### [Document excerpt]
+-------+

Year of Graduation: ’25, ’26
Major: Mathematics
Activities: UTeach, math learning assistant and math teaching assistant
Why UMass Lowell? “The UTeach and 4+1 programs let me pursue my love for math and teaching, and to get a master’s degree more quickly and without uprooting myself again.” 

Mathematics, Bachelor of Science (B.S.)

As a mathematics major, you will gain the tools for explanation and analysis in the physical world, and in engineering, business and the social sciences.

Visitors to the office of math department teaching assistant Molly Chase are greeted with a colorful, quilted Mobius strip, a twisted shape with a continuous surface. They are also welcomed with Chase’s belief that every motivated student can succeed in math. 

The office decoration is just one example of how the graduate student knits together her love for mathematics with her love for fiber arts such as felting, embroidery, knitting, quilting and crochet. The welcoming belief is the result of her own winding journey to becoming a mathematics graduate student at UML.

“I always loved math,” Chase says. “I was always good at math. But I was intimidated by the thought of a math degree. I didn’t think I was smart enough.”

She first went to college as a creative writing major. When she experienced burnout in that program, she pursued her love of fiber arts on an alpaca farm in Vermont. Ill health brought Chase home to Massachusetts. She found herself looking for work during the pandemic. Meanwhile, friends of her parents were looking for a math tutor for their high school-age children.

Even though she hadn’t attended a math class in six years, Chase jumped right in. Her students succeeded, and she realized that she was succeeding, too. She went back to school with the goal of teaching math, starting slowly because of her health. She began her studies at Southern New Hampshire University and continued at Northern Essex Community College before transferring to UMass Lowell. The university’s 4+1 program, which would allow her to earn a master’s degree in just one additional year, made UML an easy choice. 

As an undergrad, Chase participated in the UTeach program, a STEM teaching minor in which she found mentoring while gaining classroom experience at local schools. She also developed her teaching skills as a learning assistant, helping with undergraduate math classes. The experiences confirmed her dedication to teaching. Now as a teaching assistant, Chase teaches pre-calculus I for science students, including teaching future engineers who will rely heavily on calculus in their major. 

“I love teaching college students,” she says.

Chase saw how math and knitting are entwined when she was first advancing her knitting skills in an eighth grade after-school club. Today, for example, she uses math to resize sweaters from existing patterns and to properly size the whimsical clothing she creates for the frog figures that she also knits.

+-------+

### [Record extracts]

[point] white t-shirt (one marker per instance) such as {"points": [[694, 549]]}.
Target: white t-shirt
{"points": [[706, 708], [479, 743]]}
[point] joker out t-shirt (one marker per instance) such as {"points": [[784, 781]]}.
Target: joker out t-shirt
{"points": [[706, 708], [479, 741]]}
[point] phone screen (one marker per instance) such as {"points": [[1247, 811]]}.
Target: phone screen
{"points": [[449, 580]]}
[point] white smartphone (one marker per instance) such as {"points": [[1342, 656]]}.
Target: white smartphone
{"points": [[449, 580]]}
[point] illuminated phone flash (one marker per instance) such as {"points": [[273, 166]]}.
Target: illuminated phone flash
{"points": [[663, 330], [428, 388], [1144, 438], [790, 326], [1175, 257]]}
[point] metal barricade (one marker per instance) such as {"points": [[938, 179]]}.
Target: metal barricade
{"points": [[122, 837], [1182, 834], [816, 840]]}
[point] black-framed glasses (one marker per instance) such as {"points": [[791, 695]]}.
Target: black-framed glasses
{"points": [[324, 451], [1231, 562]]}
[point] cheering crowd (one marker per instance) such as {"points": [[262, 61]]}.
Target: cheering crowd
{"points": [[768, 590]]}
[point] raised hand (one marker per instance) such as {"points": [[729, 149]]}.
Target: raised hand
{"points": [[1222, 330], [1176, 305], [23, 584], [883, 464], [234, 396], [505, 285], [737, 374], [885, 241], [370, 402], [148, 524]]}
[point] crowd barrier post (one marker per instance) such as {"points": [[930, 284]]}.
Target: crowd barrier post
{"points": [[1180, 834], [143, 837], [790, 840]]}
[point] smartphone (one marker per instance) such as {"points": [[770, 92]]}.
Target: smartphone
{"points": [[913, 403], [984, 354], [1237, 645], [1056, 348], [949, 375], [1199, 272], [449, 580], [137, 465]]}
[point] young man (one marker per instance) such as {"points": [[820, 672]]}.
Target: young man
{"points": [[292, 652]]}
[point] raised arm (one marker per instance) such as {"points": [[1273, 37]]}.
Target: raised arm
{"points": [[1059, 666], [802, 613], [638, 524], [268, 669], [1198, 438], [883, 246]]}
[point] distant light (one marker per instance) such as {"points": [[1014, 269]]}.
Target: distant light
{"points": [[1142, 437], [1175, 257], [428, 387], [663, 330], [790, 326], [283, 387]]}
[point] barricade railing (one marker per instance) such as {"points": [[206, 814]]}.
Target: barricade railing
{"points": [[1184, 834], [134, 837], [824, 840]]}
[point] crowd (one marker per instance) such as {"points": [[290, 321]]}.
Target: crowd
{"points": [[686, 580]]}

+-------+

### [Your task]
Copy the stretch of the Molly Chase profile from "Even though she" through "an easy choice.".

### [Your solution]
Even though she hadn’t attended a math class in six years, Chase jumped right in. Her students succeeded, and she realized that she was succeeding, too. She went back to school with the goal of teaching math, starting slowly because of her health. She began her studies at Southern New Hampshire University and continued at Northern Essex Community College before transferring to UMass Lowell. The university’s 4+1 program, which would allow her to earn a master’s degree in just one additional year, made UML an easy choice.